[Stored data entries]

—————

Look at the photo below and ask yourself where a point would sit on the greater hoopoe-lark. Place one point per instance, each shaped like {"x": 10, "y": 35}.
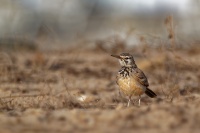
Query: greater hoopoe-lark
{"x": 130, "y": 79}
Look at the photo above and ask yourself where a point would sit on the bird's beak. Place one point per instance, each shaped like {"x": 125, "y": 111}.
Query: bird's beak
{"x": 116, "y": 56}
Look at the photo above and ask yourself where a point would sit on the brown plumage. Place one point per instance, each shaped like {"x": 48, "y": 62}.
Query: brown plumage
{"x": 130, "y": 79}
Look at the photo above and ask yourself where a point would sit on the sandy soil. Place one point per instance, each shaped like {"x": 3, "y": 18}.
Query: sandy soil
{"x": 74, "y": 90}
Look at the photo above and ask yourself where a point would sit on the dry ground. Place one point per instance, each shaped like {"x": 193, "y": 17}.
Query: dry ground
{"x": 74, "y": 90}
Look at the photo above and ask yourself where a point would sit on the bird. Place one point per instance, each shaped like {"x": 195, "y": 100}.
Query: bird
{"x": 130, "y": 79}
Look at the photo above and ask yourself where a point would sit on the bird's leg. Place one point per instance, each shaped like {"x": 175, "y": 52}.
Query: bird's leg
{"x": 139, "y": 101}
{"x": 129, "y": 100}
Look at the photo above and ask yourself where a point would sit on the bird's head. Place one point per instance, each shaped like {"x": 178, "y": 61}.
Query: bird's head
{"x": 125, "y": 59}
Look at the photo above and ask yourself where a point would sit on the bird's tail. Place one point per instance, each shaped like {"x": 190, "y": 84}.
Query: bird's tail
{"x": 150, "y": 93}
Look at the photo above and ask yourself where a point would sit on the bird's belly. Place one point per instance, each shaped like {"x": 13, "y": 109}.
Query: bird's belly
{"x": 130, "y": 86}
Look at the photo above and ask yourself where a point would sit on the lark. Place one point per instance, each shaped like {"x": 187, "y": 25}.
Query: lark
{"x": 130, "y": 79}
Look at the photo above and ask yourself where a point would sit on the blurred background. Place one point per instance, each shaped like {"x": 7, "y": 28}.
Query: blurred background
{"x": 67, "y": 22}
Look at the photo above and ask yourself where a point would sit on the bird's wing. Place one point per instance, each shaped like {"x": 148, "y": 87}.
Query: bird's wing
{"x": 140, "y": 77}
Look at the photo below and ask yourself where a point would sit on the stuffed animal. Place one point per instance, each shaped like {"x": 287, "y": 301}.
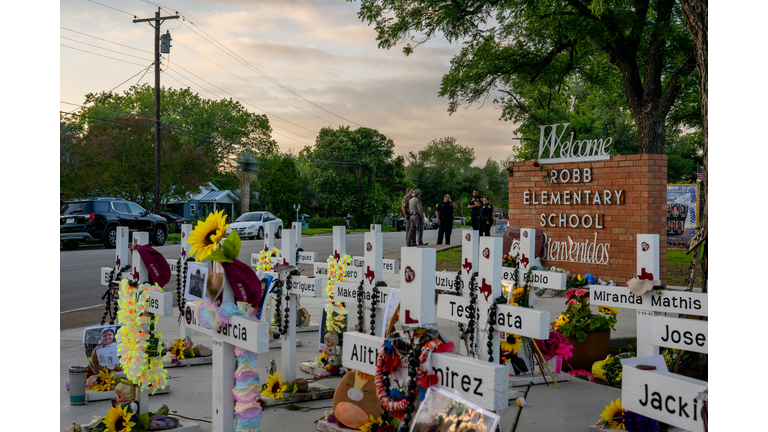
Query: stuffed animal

—————

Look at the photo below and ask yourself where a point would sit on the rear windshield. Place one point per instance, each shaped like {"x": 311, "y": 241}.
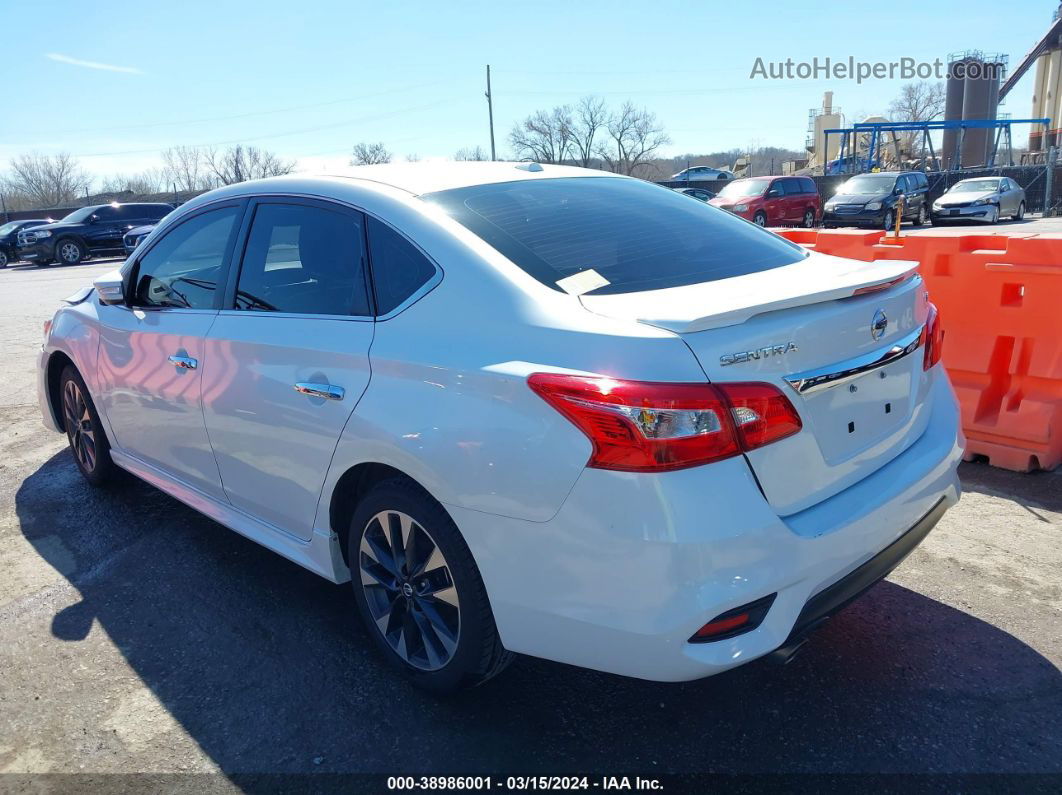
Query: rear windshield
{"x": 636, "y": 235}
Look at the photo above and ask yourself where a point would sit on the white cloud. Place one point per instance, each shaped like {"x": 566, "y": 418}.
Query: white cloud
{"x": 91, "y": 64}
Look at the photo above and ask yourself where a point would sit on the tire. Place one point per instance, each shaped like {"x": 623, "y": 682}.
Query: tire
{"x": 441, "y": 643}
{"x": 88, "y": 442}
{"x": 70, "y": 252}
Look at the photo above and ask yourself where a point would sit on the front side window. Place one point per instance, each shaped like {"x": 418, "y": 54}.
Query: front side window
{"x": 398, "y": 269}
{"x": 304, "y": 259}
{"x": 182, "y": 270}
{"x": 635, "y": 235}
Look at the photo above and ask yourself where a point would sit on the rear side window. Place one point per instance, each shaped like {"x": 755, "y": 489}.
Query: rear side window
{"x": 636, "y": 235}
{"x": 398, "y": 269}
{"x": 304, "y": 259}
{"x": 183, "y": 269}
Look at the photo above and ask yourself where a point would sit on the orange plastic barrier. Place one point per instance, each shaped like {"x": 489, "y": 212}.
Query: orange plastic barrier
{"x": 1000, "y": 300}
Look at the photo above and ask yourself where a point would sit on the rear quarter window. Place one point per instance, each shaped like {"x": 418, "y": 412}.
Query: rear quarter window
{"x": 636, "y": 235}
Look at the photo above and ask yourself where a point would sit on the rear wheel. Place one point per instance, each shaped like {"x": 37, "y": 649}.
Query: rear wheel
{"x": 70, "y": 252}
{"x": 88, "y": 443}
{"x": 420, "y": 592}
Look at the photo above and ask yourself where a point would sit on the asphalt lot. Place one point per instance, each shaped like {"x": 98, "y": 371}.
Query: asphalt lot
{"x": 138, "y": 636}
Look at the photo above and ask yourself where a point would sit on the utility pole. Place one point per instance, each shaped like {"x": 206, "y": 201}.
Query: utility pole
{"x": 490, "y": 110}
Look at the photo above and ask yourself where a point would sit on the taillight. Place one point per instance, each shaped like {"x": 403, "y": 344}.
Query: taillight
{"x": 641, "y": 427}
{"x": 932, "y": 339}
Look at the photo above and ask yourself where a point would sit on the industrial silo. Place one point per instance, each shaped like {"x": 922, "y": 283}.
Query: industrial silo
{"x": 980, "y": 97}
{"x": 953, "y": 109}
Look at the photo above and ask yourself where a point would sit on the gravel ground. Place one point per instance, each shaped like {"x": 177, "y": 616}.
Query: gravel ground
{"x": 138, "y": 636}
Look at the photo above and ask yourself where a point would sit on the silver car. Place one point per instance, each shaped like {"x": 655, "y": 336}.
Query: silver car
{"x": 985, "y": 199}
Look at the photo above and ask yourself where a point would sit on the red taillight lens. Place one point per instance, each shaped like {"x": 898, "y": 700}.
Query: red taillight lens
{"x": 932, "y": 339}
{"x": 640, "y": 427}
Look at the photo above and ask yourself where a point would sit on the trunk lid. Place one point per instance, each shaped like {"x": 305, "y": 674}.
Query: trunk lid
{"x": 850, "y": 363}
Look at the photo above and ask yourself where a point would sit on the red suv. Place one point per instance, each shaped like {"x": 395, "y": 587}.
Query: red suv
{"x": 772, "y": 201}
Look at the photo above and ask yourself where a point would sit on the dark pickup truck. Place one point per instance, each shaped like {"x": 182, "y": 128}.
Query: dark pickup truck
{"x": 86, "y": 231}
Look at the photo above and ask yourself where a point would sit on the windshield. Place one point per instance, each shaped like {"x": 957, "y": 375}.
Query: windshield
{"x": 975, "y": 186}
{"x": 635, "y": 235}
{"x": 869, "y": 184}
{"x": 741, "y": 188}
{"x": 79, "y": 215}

—————

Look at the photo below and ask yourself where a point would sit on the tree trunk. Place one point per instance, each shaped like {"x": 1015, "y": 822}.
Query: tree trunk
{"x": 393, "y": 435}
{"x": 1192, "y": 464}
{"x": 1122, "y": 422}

—————

Task item: Using the entries above, transcribe every line from the line containing "on the greater" through the line containing "the bird's beak.". Do not copy pictures.

Reply to the task:
Look at the photo below and ask yourself where a point would sit on the greater hoopoe-lark. Place one point per instance, each shaped like {"x": 10, "y": 35}.
Query: greater hoopoe-lark
{"x": 130, "y": 79}
Look at the photo above and ask yourself where a point would sit on the bird's beak. Place one point per instance, each shaped like {"x": 125, "y": 111}.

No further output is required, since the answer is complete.